Exercise objective: Could you reproduce every entry as it stands, leaving the pictures behind?

(Data entries)
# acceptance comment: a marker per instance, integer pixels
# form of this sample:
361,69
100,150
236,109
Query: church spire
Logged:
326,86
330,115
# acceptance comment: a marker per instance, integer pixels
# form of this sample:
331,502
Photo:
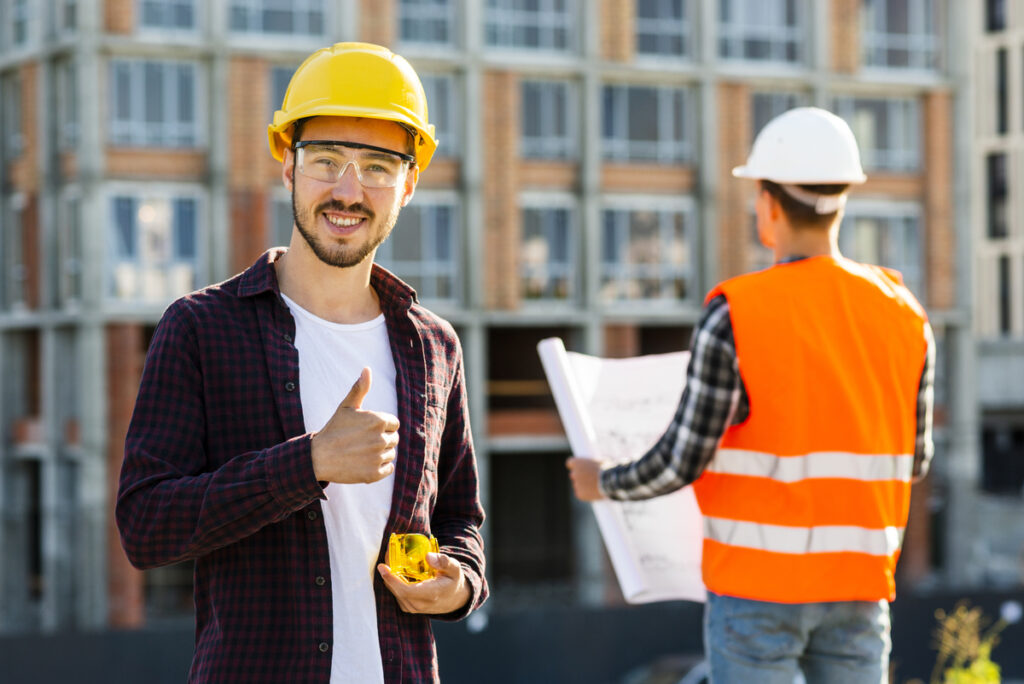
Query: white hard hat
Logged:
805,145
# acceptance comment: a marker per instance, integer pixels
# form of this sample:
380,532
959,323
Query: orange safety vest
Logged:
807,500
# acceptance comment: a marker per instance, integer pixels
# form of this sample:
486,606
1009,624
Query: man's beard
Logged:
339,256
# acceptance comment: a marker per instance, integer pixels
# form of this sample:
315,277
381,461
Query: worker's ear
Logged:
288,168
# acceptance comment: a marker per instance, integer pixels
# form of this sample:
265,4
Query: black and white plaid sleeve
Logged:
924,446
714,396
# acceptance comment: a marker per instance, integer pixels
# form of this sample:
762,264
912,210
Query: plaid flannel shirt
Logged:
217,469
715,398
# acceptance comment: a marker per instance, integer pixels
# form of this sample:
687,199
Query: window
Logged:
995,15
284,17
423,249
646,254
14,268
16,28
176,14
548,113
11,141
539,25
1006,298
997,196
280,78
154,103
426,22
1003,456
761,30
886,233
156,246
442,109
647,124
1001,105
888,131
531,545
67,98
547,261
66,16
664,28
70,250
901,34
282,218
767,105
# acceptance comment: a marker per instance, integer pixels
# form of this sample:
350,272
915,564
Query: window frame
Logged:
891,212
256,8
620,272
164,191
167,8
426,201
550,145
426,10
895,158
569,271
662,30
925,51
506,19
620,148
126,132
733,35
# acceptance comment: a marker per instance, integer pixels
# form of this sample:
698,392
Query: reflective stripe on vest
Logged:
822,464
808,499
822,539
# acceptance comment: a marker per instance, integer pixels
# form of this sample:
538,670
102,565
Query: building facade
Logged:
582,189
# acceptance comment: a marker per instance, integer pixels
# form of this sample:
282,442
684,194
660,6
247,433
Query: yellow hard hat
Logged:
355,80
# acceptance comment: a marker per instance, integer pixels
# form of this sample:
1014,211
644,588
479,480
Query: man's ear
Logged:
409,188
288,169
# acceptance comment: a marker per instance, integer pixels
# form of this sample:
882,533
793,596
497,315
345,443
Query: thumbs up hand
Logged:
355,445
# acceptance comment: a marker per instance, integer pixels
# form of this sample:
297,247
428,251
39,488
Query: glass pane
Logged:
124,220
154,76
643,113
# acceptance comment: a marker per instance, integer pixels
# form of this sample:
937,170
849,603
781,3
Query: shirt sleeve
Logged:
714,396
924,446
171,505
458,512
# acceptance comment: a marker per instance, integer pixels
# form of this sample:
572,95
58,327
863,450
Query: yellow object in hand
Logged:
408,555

Solution:
# acceptance comment: a marker per instance, integer pixels
# form of this sample:
361,69
100,150
236,109
Query: church spire
Logged:
326,86
330,115
# acceptance comment: a marker per instance, integer pixels
# form of this sample:
331,502
Photo:
Query: white hard hat
Logged:
805,145
# acceptance comment: a marker per instance, integer pixels
# form of this sample:
380,532
959,323
Query: orange safety vest
Logged:
807,500
# acceptance comment: a marker per instance, integer pixels
# form of this sample:
486,606
1009,624
Query: man's beard
Logged:
339,256
# acceptance comment: a marker per instance, integer pixels
# form of this sample:
315,277
381,461
Query: worker's ear
Logged:
288,168
# acceptance comment: a marker per instance, integer pixels
# form of this sample:
265,4
Query: black and white plaid sleeve
Logged:
924,446
714,396
# acceptance comment: a marker per instance, integer pixels
# form of this sample:
762,264
912,210
Query: plaid flannel shirt
Logged:
217,469
715,398
# acceptance comment: a marker per instance, integer pixels
# form of this sample:
687,199
Query: window
Logged:
995,15
284,17
423,249
646,254
14,268
16,28
176,14
548,113
11,141
539,25
1006,298
997,196
280,78
154,103
426,22
1003,456
761,30
886,233
156,246
442,109
647,124
1001,105
888,131
531,545
67,98
547,261
66,16
664,28
70,250
901,34
282,218
767,105
# acceptance comment: a marker per instance, integer pixels
# form of this sample:
350,272
915,564
Query: window frame
Logged:
891,212
256,8
620,272
164,191
167,8
426,201
550,145
426,10
895,158
569,271
662,30
925,51
506,19
620,148
126,132
733,35
# acceptance comment: a marker per instance, integer pixels
# form of this sample:
698,392
Query: reflective stripe on vest
Logged:
822,464
808,499
822,539
# acceptance comment: a marker per instance, integer pixels
# form of this sample:
538,670
102,565
Query: building facade
Logged:
582,189
# acceptance comment: a marker per instance, integer pixels
# form of this sample:
282,442
684,194
660,6
247,433
Query: yellow hard hat
Logged:
355,80
# acceptance comment: a marker per instance, integer pixels
# form of this sample:
1014,211
644,588
479,480
Query: man's ear
Logged:
409,188
288,169
# acceptance comment: a marker per instance, integer pixels
# form of this sample:
882,533
793,596
497,315
345,443
Query: thumbs up hand
Logged:
355,445
# acceptance comment: a marker per instance, integer pixels
# form of this sample:
297,247
428,251
39,488
Query: glass pane
Logged:
124,220
154,76
643,113
# acceptance comment: a marker per instance, integer pixels
# form of this sample:
937,170
849,603
781,3
Query: shirt sleeve
Logged:
714,396
924,446
171,505
458,512
# acceptance comment: a marker per instance, integer pixels
# form of this sample:
572,95
58,327
863,450
Query: yellow object in hand
Logged:
408,555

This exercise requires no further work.